Exercise requirements:
Rewrite the material below, changing each "positive clicks" to "foreground clicks" and leaving everything else as it is.

*** Record extracts ***

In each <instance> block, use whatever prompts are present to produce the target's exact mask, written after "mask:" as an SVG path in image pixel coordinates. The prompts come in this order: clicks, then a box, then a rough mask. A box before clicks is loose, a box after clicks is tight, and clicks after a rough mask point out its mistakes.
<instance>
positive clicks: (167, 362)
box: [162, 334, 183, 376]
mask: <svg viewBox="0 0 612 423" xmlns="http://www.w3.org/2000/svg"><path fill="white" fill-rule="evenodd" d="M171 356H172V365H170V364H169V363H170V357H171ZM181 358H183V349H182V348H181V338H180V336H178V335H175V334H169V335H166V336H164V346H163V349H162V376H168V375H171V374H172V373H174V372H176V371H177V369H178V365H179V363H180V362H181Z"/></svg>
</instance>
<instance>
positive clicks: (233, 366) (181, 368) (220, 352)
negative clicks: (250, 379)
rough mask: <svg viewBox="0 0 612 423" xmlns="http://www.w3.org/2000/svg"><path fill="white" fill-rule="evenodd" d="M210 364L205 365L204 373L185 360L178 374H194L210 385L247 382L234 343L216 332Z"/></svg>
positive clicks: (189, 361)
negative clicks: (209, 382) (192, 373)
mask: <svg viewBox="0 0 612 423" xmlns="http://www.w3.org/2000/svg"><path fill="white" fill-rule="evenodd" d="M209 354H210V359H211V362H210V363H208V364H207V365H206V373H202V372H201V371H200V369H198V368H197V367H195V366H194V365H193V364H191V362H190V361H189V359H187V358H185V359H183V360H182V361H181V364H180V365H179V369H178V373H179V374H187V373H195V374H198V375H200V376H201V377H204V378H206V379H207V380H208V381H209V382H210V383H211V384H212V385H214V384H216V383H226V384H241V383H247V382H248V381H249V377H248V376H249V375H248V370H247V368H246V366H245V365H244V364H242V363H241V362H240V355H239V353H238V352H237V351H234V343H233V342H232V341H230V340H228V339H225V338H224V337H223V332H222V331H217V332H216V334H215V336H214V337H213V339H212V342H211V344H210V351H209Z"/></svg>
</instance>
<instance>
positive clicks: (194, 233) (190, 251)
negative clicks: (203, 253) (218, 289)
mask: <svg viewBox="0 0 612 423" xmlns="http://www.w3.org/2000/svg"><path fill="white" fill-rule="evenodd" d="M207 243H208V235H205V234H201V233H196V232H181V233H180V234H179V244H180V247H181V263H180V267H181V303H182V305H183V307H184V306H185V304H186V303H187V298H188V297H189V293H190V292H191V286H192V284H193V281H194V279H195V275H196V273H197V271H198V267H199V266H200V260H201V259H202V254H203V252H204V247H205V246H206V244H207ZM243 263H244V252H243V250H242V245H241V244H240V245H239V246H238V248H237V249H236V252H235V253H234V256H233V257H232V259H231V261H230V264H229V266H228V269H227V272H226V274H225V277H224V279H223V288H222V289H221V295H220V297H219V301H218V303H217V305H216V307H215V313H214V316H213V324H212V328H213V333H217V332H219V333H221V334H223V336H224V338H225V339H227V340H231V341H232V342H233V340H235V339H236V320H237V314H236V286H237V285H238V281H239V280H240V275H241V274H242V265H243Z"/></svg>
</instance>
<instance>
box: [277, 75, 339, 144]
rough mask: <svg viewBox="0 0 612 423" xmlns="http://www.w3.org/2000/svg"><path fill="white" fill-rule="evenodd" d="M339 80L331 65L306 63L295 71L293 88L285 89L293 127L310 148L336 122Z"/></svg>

***

Result for this exercise:
In each <instance> block, use whatever prompts are present to produce the target's exact mask, written after "mask:" as an SVG path in image pixel coordinates. The prompts come in this order: clicks, then a box, then a rough mask. A box before clicks is loose, a box after clicks is tight, and clicks after a rough mask point out its mistakes.
<instance>
foreground clicks: (167, 362)
box: [162, 334, 183, 376]
mask: <svg viewBox="0 0 612 423" xmlns="http://www.w3.org/2000/svg"><path fill="white" fill-rule="evenodd" d="M171 356H172V365H170V364H169V363H170V357H171ZM181 358H183V349H182V348H181V338H180V336H178V335H175V334H169V335H166V336H164V346H163V349H162V376H168V375H171V374H172V373H174V372H176V371H177V369H178V365H179V363H180V362H181Z"/></svg>
</instance>
<instance>
foreground clicks: (233, 366) (181, 368) (220, 352)
negative clicks: (250, 379)
rough mask: <svg viewBox="0 0 612 423" xmlns="http://www.w3.org/2000/svg"><path fill="white" fill-rule="evenodd" d="M210 364L205 365L204 373L185 360L178 374H194L210 385L247 382L234 343L216 332Z"/></svg>
foreground clicks: (189, 361)
negative clicks: (209, 382) (192, 373)
mask: <svg viewBox="0 0 612 423" xmlns="http://www.w3.org/2000/svg"><path fill="white" fill-rule="evenodd" d="M209 354H210V359H211V362H210V363H208V364H207V365H206V373H202V372H201V371H200V369H198V368H197V367H195V366H194V365H193V364H191V362H190V361H189V359H187V358H185V359H183V360H182V361H181V364H180V365H179V369H178V373H179V374H187V373H195V374H198V375H200V376H201V377H204V378H206V379H207V380H208V381H209V382H210V383H211V384H212V385H214V384H216V383H226V384H241V383H247V382H248V381H249V377H248V376H249V375H248V370H247V368H246V366H245V365H244V364H242V363H241V362H240V355H239V353H238V352H237V351H234V343H233V342H232V341H230V340H228V339H225V338H224V337H223V332H222V331H217V332H216V334H215V336H214V337H213V339H212V342H211V344H210V351H209Z"/></svg>
</instance>
<instance>
foreground clicks: (194, 233) (190, 251)
negative clicks: (203, 253) (218, 289)
mask: <svg viewBox="0 0 612 423" xmlns="http://www.w3.org/2000/svg"><path fill="white" fill-rule="evenodd" d="M207 243H208V235H205V234H201V233H196V232H181V233H180V234H179V244H180V247H181V263H180V267H181V303H182V305H183V307H184V306H185V304H186V303H187V298H188V297H189V293H190V292H191V286H192V284H193V281H194V279H195V275H196V273H197V271H198V267H199V266H200V260H201V259H202V254H203V252H204V247H205V246H206V244H207ZM243 263H244V252H243V250H242V245H241V244H240V245H239V246H238V248H237V249H236V252H235V253H234V256H233V257H232V259H231V261H230V264H229V266H228V269H227V272H226V274H225V277H224V279H223V288H222V289H221V295H220V297H219V301H218V303H217V305H216V307H215V313H214V316H213V324H212V328H213V333H217V332H219V333H221V334H223V336H224V338H225V339H227V340H231V341H232V342H233V340H235V339H236V320H237V314H236V286H237V285H238V281H239V280H240V275H241V274H242V265H243Z"/></svg>
</instance>
<instance>
box: [277, 75, 339, 144]
rough mask: <svg viewBox="0 0 612 423" xmlns="http://www.w3.org/2000/svg"><path fill="white" fill-rule="evenodd" d="M339 80L331 65L306 63L295 71L293 88L285 89L293 127L310 148L336 122Z"/></svg>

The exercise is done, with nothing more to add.